Point-based annotation data
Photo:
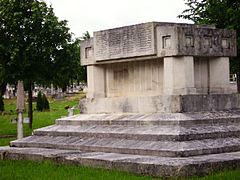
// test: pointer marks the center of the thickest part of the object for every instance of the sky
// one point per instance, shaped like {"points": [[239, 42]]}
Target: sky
{"points": [[95, 15]]}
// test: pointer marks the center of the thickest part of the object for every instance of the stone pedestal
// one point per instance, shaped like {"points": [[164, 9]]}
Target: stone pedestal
{"points": [[157, 104]]}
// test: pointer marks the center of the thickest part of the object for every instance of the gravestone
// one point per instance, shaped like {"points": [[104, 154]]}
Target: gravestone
{"points": [[158, 103]]}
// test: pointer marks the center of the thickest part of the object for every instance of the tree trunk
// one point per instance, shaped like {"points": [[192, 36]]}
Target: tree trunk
{"points": [[238, 82], [30, 113]]}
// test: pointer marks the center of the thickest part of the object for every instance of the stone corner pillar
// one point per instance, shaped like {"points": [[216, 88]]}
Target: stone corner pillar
{"points": [[219, 75], [96, 81]]}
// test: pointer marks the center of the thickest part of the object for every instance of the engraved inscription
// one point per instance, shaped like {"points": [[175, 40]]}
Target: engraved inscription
{"points": [[166, 40], [129, 41], [225, 43]]}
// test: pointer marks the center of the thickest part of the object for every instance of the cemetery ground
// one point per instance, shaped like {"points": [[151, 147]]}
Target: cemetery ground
{"points": [[10, 169]]}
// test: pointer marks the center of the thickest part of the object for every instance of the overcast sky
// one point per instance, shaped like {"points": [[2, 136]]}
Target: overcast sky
{"points": [[94, 15]]}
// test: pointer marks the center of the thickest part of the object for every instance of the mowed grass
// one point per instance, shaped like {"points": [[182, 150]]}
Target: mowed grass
{"points": [[10, 169], [8, 130], [48, 170]]}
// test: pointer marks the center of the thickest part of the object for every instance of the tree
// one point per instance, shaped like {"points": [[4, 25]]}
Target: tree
{"points": [[42, 102], [222, 14], [45, 103], [39, 104], [32, 36]]}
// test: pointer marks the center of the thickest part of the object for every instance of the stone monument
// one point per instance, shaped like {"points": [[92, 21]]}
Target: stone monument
{"points": [[154, 67], [158, 103]]}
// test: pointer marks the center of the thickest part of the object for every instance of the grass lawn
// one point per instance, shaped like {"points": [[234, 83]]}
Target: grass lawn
{"points": [[48, 170], [8, 130]]}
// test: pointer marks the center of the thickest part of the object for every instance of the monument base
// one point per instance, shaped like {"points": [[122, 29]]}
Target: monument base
{"points": [[163, 104], [158, 144]]}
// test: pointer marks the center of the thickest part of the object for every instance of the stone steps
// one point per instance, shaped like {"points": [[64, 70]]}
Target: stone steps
{"points": [[171, 119], [146, 133], [125, 146], [165, 144], [148, 165]]}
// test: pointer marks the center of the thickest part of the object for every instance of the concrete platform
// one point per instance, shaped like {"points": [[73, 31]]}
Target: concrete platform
{"points": [[147, 165], [179, 144]]}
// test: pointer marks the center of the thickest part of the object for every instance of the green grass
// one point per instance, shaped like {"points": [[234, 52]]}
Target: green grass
{"points": [[40, 119], [10, 169], [48, 170]]}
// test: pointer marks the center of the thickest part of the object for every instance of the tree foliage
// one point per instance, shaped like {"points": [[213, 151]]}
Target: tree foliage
{"points": [[222, 14]]}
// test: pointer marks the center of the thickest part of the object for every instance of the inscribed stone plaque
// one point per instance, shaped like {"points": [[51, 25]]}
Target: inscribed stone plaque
{"points": [[124, 42]]}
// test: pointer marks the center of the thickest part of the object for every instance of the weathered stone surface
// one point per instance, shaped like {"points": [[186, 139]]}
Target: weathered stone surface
{"points": [[175, 144], [149, 165], [195, 41], [128, 41], [165, 103], [158, 39]]}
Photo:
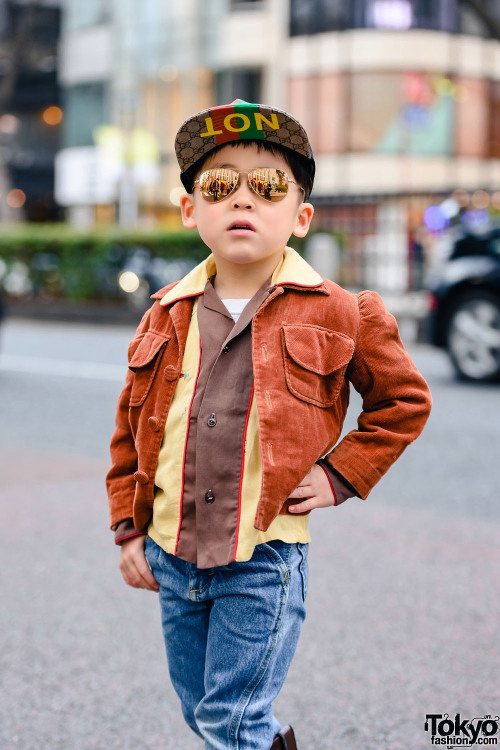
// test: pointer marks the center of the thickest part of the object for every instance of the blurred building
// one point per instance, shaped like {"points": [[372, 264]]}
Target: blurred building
{"points": [[401, 99], [30, 114]]}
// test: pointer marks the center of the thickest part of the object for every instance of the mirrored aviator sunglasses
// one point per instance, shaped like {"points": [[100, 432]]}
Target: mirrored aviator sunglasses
{"points": [[267, 182]]}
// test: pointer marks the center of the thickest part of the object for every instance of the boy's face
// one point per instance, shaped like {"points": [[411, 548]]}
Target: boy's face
{"points": [[270, 224]]}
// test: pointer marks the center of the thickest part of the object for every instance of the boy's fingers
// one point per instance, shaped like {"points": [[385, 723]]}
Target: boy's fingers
{"points": [[302, 507], [303, 490]]}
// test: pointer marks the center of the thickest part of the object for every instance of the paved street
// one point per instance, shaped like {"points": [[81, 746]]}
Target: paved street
{"points": [[403, 604]]}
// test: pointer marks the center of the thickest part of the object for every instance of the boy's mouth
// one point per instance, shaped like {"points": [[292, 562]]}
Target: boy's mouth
{"points": [[241, 226]]}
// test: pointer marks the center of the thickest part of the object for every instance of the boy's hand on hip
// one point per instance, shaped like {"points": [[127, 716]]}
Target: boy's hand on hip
{"points": [[133, 564], [316, 488]]}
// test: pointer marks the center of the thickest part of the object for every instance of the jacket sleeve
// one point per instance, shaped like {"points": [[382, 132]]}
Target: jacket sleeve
{"points": [[120, 480], [396, 399]]}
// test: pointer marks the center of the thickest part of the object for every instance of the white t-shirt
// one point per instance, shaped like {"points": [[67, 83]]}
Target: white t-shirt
{"points": [[235, 307]]}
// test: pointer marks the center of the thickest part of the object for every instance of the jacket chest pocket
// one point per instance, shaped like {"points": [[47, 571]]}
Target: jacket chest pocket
{"points": [[144, 363], [315, 361]]}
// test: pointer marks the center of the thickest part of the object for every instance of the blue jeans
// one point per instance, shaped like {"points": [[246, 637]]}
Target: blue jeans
{"points": [[230, 635]]}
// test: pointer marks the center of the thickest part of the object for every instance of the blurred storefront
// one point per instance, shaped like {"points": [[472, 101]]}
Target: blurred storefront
{"points": [[401, 99], [30, 112]]}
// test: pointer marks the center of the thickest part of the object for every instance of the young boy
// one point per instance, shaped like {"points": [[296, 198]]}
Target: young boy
{"points": [[227, 428]]}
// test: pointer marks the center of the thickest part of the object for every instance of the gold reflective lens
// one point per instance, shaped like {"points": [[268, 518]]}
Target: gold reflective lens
{"points": [[267, 182], [217, 184]]}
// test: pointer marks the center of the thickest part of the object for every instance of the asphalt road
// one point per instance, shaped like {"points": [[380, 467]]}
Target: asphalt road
{"points": [[403, 605]]}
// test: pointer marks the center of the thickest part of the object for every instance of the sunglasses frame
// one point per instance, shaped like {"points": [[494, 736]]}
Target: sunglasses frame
{"points": [[238, 183]]}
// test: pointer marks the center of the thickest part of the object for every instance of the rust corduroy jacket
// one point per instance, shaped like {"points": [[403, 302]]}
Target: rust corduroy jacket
{"points": [[310, 340]]}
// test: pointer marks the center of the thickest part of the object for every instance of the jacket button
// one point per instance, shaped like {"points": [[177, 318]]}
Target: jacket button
{"points": [[154, 423], [141, 477], [170, 372]]}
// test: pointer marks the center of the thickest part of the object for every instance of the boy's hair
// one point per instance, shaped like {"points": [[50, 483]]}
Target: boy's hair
{"points": [[300, 167]]}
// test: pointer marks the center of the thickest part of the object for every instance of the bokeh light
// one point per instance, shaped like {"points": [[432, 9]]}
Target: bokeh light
{"points": [[129, 281], [434, 219], [480, 199], [461, 196], [52, 115]]}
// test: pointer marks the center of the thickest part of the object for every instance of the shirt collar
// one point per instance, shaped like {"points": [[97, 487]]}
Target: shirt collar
{"points": [[292, 269]]}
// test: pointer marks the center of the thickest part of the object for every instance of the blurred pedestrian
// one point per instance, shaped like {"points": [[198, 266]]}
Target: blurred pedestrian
{"points": [[227, 428]]}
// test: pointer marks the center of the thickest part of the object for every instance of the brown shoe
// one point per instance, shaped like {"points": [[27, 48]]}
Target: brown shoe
{"points": [[284, 740]]}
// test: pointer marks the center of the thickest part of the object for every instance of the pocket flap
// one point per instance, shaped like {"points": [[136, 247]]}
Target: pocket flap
{"points": [[318, 349], [148, 348]]}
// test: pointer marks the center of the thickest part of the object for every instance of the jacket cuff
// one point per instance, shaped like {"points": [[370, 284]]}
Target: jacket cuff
{"points": [[126, 530], [341, 489]]}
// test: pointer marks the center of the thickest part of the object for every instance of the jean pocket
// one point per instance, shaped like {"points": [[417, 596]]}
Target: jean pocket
{"points": [[150, 550], [279, 554], [303, 550]]}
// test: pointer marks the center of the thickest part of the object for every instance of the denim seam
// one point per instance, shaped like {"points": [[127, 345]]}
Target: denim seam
{"points": [[260, 672]]}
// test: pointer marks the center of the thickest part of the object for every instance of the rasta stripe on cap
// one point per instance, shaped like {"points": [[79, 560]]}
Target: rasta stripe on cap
{"points": [[238, 121]]}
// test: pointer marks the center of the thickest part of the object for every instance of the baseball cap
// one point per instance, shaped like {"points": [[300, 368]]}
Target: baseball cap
{"points": [[238, 121]]}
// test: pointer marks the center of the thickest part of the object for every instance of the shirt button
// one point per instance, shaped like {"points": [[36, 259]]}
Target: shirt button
{"points": [[170, 372], [154, 423]]}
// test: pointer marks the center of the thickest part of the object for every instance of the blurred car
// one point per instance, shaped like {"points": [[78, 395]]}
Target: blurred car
{"points": [[464, 315]]}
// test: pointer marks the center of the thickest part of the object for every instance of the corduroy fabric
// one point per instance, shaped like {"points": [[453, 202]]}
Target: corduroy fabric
{"points": [[308, 343]]}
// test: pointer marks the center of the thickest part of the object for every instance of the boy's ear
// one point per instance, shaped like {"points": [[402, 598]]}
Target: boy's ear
{"points": [[187, 211], [303, 221]]}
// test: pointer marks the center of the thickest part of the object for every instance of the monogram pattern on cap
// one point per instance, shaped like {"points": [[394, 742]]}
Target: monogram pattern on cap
{"points": [[190, 146]]}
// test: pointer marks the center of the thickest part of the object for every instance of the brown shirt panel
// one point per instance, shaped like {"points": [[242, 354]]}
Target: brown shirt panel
{"points": [[214, 451]]}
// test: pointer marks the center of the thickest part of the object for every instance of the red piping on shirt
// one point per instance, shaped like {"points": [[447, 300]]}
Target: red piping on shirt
{"points": [[178, 299], [184, 453], [241, 473], [330, 483]]}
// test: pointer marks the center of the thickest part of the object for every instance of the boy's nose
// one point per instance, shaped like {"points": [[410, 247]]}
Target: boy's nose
{"points": [[242, 196]]}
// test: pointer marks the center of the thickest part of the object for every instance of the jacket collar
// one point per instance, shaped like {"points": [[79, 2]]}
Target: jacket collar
{"points": [[292, 270]]}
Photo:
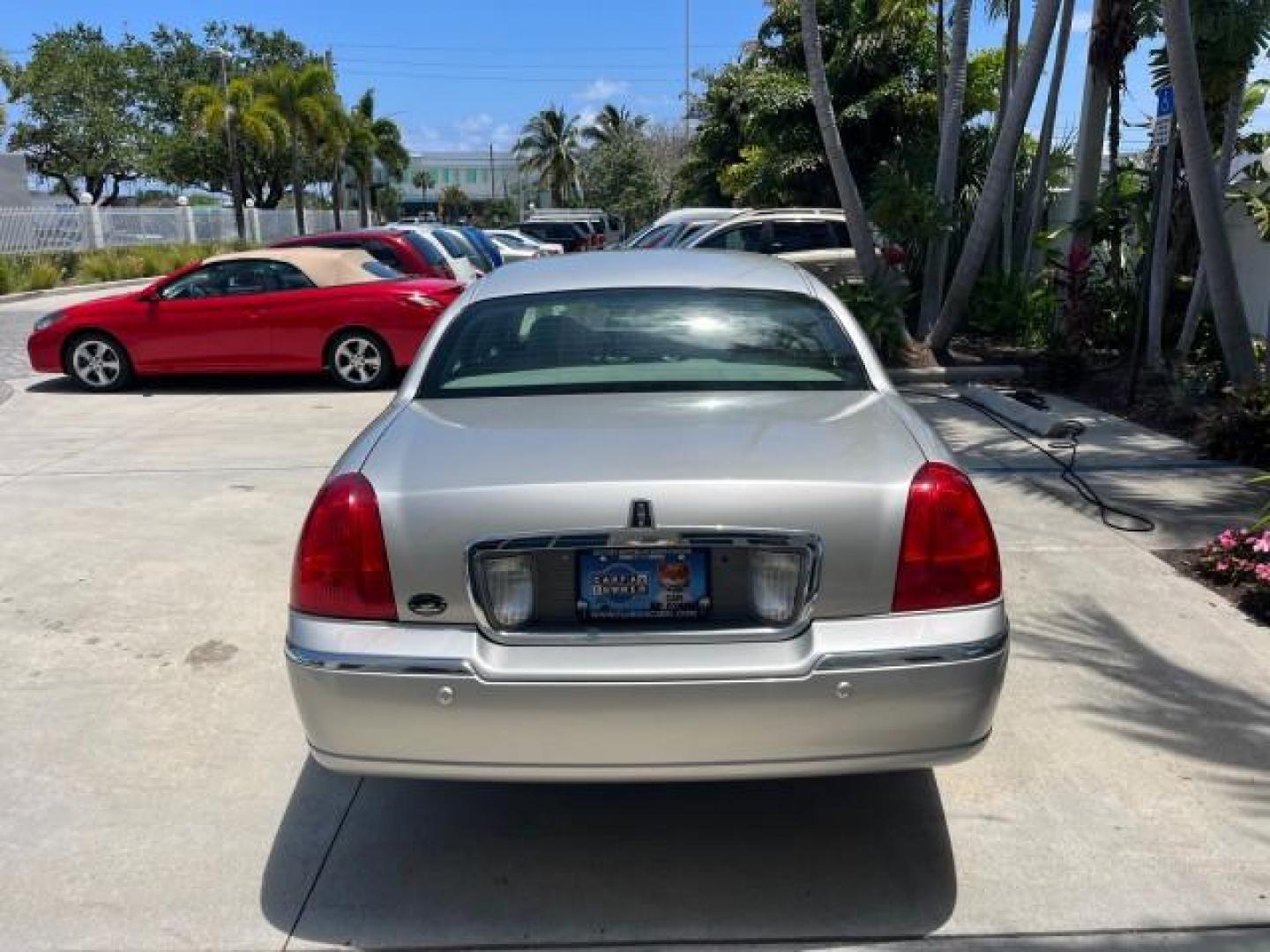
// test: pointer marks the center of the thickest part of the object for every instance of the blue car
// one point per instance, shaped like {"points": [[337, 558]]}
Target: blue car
{"points": [[484, 242]]}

→ GIVEN PROBLEM
Omit all pictures and write out, exactly, only the lines from the line containing "the shirt button" through the last line of the entries above.

→ FINAL RESULT
// test: pointer marks the center of the thickest part of the object for every instance of the shirt button
// one point per instance, shaped like {"points": [[36, 259]]}
Target: shirt button
{"points": [[170, 372], [154, 423]]}
// test: pointer marks the center of the thickest part of the object for every instance of the blurred car
// one point per instance, shaped like {"points": [[78, 395]]}
Target: blurred car
{"points": [[464, 315]]}
// test: pointer marks the center of the thickest part of the object for every instance of the corduroy fabric
// one point per instance, shaped like {"points": [[453, 202]]}
Target: corduroy fabric
{"points": [[308, 343]]}
// test: pointer marks the center of the thickest part of the object for every instance of the boy's ear
// one point per instance, shaped like {"points": [[402, 598]]}
Target: boy's ear
{"points": [[187, 211], [303, 221]]}
// test: pointer marks the center of the thickest part of the object for every instance of the monogram pattern on cap
// one point per instance, shaped like {"points": [[394, 742]]}
Target: monogram pattern on cap
{"points": [[190, 146]]}
// test: pointer marks the center of the thickest part of the object for every instance of the brown shirt panel
// one point per instance, shaped like {"points": [[242, 354]]}
Target: brown shirt panel
{"points": [[214, 451]]}
// test: pointer marks the center of the thickest part of the object for every instance of the red piping on shirt
// one point per instance, shaped like {"points": [[447, 300]]}
Target: red piping on shirt
{"points": [[178, 299], [184, 453], [241, 473], [330, 483]]}
// test: pointer marks the center of the thickest part of the object for every instance of the boy's nose
// one point per instance, shaped like {"points": [[410, 247]]}
Target: boy's nose
{"points": [[242, 196]]}
// test: pointer marks the center of the thickest part of the object for every instance of the jacket collar
// one point per instance, shaped like {"points": [[79, 2]]}
Target: jacket collar
{"points": [[292, 270]]}
Photo:
// test: pointer marks the center of the thickest part of the object for every instance of the blue car
// one point per instance, shaped like {"points": [[337, 558]]}
Target: blue car
{"points": [[484, 242]]}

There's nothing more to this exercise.